=== Data shown ===

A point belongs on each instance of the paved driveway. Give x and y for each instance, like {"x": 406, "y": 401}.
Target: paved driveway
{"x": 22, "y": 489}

---

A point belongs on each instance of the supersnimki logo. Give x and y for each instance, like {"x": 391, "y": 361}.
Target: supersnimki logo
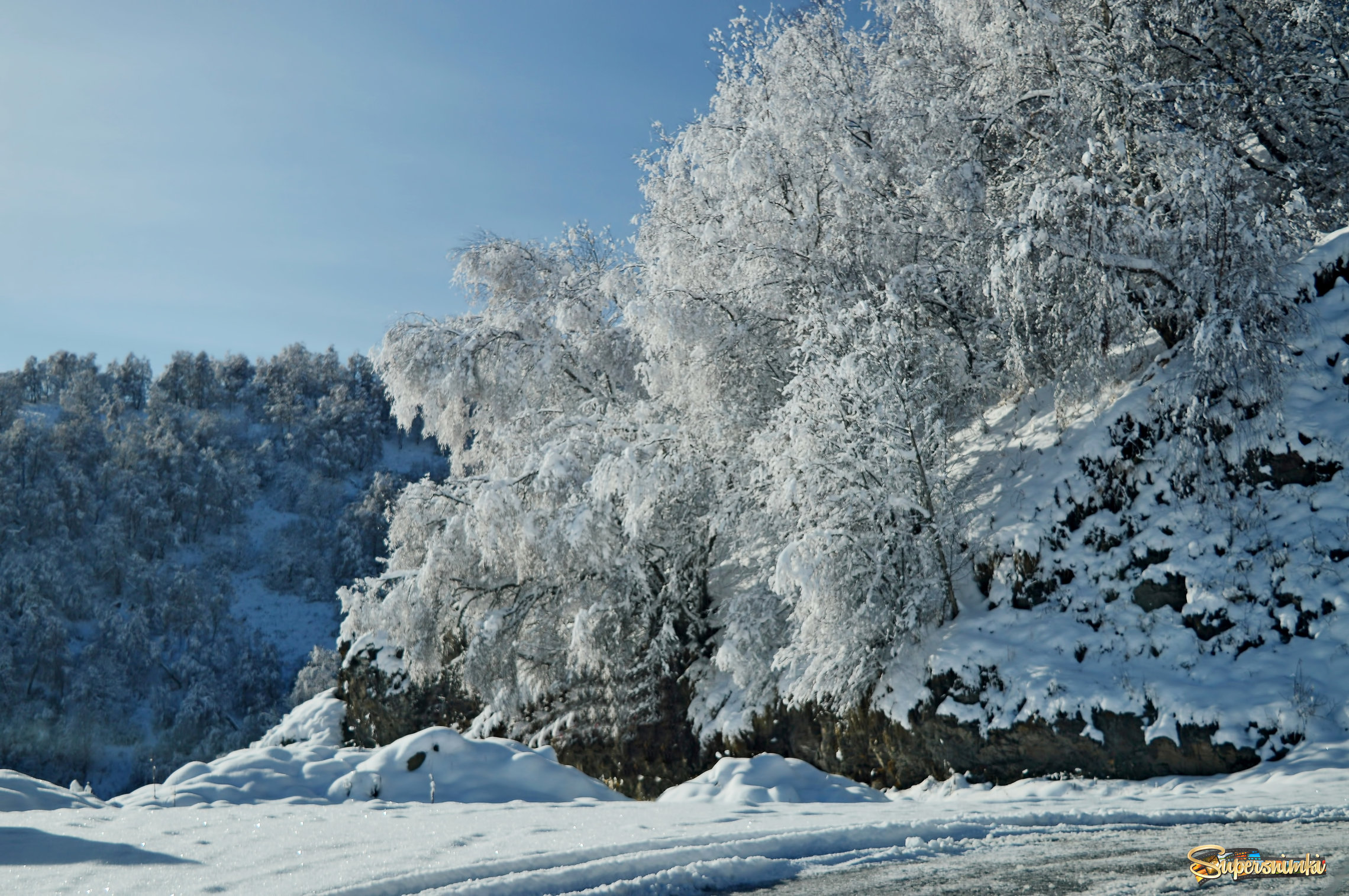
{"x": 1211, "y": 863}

--

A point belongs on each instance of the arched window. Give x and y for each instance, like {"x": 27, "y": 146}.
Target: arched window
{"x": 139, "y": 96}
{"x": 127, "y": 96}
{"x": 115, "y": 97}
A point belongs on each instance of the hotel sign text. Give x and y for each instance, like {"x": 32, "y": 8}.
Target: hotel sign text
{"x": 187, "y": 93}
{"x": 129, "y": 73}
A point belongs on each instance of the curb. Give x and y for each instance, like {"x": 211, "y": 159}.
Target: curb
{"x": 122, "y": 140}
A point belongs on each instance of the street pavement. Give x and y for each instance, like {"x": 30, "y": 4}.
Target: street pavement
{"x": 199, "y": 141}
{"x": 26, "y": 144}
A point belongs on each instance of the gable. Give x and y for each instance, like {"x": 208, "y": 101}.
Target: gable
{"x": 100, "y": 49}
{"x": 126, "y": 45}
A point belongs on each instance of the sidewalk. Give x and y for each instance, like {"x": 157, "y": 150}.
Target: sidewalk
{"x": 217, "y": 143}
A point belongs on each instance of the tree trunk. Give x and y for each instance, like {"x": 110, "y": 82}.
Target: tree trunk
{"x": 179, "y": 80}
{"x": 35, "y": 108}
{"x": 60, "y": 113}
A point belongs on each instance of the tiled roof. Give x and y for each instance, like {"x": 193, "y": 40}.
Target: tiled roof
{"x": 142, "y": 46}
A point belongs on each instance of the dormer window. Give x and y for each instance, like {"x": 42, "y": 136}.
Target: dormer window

=== Written request ===
Which lines in the data above contain the word "trunk"? Identify each one and copy it in full.

=== Expected answer ===
A point belongs on each instance of the tree trunk. Give x and y for each instance, like {"x": 110, "y": 82}.
Target: tree trunk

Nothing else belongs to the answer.